[EXERCISE] Count the lines in the rows below that contain the string "flower", treating uppercase and lowercase as different, and reply with only that number.

** Start **

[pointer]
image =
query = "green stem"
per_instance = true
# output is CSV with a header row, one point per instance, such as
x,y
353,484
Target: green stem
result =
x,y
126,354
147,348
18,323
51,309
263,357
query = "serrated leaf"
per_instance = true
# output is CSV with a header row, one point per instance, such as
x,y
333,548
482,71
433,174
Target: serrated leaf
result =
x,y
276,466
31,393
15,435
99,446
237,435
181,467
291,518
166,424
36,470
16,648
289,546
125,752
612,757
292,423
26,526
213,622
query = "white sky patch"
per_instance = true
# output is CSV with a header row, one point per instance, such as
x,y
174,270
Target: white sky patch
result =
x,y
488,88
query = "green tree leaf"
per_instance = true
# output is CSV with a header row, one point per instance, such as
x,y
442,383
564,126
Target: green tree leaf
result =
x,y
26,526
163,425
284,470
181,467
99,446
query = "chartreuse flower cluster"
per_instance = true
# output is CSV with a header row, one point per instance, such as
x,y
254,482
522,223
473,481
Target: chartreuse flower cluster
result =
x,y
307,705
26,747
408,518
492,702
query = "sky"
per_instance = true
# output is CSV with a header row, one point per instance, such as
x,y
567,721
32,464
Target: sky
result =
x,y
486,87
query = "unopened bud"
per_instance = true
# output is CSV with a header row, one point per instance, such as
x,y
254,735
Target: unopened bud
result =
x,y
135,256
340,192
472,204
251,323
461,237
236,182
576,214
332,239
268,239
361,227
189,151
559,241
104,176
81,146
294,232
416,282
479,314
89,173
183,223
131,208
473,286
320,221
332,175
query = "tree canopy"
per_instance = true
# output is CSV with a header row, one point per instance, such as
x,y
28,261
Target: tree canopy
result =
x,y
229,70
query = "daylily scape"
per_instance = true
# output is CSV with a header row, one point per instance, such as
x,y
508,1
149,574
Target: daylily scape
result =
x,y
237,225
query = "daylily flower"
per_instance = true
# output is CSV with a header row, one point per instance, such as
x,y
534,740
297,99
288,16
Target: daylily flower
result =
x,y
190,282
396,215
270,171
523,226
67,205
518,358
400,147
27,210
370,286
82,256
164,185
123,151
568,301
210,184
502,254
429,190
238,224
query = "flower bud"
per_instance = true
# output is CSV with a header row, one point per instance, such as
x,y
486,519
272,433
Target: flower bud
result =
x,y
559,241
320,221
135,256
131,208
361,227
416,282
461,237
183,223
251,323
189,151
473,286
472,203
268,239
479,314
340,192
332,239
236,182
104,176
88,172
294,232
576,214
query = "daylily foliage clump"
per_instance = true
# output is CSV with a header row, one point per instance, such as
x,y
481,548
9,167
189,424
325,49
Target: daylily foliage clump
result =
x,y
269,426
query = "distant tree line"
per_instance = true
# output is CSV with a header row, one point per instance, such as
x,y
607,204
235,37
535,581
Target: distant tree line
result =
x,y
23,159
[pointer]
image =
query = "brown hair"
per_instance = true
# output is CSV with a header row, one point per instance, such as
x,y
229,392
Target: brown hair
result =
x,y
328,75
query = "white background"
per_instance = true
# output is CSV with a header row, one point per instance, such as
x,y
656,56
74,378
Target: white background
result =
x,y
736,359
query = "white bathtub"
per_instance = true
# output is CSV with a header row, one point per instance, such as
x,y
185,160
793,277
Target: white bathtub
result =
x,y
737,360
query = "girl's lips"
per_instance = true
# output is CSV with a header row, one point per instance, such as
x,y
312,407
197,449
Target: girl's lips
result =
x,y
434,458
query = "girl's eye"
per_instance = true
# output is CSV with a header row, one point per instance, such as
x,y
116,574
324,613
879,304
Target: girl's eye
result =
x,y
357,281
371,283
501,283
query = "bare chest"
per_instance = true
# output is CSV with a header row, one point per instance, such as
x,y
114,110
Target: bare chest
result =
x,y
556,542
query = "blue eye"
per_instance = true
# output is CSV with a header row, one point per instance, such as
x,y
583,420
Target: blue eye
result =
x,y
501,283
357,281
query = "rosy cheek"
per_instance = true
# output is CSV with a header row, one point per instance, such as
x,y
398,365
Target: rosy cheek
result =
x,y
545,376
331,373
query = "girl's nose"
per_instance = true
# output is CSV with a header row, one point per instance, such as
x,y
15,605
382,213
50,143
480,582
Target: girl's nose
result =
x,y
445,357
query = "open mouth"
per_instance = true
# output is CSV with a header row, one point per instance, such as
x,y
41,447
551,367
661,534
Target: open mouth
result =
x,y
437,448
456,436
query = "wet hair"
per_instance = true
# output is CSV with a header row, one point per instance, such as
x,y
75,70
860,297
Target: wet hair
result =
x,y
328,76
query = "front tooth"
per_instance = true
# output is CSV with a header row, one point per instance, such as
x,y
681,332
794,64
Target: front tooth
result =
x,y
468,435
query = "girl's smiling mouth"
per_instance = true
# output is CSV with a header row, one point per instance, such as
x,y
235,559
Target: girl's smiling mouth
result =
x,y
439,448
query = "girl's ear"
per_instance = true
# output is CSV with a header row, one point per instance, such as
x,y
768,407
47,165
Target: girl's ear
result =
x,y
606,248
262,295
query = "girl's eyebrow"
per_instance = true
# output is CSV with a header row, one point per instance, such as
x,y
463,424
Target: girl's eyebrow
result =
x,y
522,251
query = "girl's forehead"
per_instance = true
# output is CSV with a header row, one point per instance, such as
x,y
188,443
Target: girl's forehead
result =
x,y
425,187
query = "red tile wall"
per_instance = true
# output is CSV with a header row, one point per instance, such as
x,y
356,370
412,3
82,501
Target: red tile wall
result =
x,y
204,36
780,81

** End **

[RESULT OF THE EXERCISE] 6